DATASET ENTRIES>
============
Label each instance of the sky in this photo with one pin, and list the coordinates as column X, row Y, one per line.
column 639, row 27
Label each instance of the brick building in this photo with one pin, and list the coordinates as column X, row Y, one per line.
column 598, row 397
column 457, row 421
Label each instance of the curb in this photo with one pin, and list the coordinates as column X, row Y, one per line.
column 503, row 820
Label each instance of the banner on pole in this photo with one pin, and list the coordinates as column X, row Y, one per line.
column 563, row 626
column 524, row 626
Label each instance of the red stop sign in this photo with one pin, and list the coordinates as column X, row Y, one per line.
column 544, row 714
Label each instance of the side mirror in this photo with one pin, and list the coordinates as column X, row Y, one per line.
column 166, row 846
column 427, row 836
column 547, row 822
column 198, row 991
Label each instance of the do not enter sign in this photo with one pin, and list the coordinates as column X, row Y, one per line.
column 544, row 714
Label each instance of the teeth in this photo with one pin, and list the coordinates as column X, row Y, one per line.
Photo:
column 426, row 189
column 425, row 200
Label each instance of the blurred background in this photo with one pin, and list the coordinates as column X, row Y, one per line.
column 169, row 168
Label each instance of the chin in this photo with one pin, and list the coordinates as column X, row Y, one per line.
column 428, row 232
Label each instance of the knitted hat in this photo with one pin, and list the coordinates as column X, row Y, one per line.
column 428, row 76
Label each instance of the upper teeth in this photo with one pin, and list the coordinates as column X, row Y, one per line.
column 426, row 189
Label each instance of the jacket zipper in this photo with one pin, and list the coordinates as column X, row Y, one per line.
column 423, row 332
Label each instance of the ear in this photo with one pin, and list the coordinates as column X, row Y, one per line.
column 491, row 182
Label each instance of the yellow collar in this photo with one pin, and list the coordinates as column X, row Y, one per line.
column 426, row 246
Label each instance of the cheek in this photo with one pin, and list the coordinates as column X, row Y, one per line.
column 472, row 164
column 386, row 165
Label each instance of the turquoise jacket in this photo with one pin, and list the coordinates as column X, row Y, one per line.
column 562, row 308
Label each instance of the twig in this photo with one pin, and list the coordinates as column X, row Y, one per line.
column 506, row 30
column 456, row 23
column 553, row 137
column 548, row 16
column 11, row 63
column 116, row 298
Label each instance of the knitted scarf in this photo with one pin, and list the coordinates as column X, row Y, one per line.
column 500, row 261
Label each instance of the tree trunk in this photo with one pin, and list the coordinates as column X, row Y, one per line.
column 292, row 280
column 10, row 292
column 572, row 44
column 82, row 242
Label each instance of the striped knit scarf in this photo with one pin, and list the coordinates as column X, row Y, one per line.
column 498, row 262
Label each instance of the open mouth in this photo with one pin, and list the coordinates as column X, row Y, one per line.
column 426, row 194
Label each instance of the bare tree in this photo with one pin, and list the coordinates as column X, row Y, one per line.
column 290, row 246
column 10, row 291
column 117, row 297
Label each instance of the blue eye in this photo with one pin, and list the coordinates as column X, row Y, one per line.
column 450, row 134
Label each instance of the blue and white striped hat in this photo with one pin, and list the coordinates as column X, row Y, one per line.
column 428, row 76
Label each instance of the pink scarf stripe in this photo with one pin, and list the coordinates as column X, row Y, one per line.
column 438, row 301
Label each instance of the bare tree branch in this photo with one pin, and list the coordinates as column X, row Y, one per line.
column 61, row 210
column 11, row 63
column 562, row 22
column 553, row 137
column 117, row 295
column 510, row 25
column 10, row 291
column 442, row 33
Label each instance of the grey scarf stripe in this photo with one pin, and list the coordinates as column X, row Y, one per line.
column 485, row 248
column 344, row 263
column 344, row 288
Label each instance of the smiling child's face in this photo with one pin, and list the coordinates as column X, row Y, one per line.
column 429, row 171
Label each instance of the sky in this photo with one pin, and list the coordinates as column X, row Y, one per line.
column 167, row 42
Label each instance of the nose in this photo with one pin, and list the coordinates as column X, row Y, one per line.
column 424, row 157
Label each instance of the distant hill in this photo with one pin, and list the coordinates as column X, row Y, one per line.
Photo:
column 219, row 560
============
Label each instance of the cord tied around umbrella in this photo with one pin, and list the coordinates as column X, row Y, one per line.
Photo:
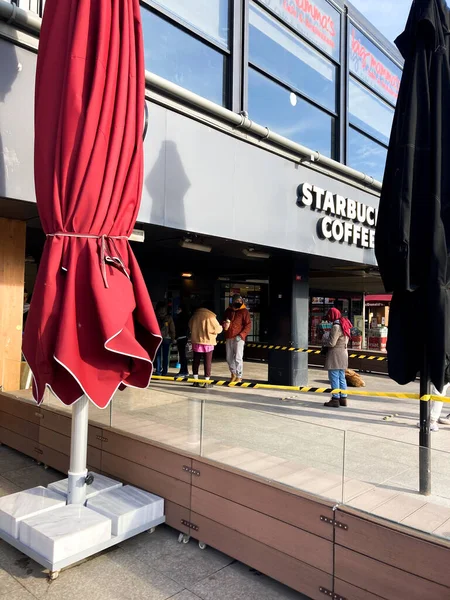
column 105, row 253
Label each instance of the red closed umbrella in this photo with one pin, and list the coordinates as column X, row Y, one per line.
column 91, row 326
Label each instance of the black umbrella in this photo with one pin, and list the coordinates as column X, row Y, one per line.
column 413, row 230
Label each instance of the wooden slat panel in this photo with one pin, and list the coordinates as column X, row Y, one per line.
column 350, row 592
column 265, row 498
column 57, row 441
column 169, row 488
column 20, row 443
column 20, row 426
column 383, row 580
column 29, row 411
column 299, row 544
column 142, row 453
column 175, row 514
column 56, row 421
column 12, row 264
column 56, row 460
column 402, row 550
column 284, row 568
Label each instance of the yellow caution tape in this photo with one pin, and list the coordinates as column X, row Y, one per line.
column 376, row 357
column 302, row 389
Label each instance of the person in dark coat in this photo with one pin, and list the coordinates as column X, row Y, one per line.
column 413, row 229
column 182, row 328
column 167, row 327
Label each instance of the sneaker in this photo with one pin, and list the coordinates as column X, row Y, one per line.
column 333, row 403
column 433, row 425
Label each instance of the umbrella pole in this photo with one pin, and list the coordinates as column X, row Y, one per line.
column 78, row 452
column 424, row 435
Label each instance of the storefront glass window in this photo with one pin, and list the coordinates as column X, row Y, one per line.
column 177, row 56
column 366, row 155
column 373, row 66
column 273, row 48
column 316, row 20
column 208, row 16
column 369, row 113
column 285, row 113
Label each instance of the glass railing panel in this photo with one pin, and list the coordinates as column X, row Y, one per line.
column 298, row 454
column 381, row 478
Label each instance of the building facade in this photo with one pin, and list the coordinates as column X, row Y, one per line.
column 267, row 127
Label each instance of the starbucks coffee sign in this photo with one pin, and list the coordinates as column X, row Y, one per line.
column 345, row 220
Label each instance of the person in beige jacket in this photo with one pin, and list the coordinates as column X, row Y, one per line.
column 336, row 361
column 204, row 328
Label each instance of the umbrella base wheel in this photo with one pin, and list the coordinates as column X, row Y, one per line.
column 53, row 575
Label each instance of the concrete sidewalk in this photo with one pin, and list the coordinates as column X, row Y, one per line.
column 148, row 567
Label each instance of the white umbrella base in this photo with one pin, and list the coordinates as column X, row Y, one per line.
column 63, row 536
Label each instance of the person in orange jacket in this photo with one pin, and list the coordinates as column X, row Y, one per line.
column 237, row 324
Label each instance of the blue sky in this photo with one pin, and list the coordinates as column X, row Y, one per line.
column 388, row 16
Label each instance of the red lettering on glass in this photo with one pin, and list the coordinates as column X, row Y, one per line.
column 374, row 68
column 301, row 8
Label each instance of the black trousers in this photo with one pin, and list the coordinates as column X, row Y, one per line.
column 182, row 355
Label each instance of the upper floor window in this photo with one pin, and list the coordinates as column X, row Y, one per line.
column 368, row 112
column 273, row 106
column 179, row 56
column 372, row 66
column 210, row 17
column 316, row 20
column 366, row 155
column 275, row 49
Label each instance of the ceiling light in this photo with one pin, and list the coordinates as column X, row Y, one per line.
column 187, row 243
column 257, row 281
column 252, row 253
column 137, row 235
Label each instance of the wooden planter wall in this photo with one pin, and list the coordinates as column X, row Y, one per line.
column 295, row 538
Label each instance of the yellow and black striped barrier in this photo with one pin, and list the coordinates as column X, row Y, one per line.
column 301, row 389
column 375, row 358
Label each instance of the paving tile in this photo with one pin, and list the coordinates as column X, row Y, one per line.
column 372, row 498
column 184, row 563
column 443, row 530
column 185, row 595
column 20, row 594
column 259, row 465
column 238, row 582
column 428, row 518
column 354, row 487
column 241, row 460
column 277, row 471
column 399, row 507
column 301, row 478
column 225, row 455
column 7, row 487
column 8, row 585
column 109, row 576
============
EXERCISE BRIEF> Write out exactly the lines above between the line with "Label each instance of the curb" and the line with "Label each instance of the teeth", inclusive, and nothing beyond them.

SOLUTION>
Label each instance of the curb in this photo with one pin, and list the coordinates as column X, row Y, one per line.
column 503, row 820
Label each instance of the banner on pole in this photo with one pin, and list the coordinates as column X, row Y, one per line.
column 563, row 626
column 524, row 626
Label each instance of the red stop sign in this photo with one pin, and list the coordinates as column X, row Y, one per line.
column 544, row 714
Label each instance of the side mirror in this photo with one pin, and list the coordinates as column X, row Y, one per line.
column 166, row 846
column 427, row 836
column 547, row 822
column 198, row 991
Label each instance of the do not enter sign in this photo with one pin, and list the coordinates as column X, row Y, one per line.
column 544, row 714
Label each instance of the teeth in this photo with one pin, and list the coordinates as column X, row Y, one per line.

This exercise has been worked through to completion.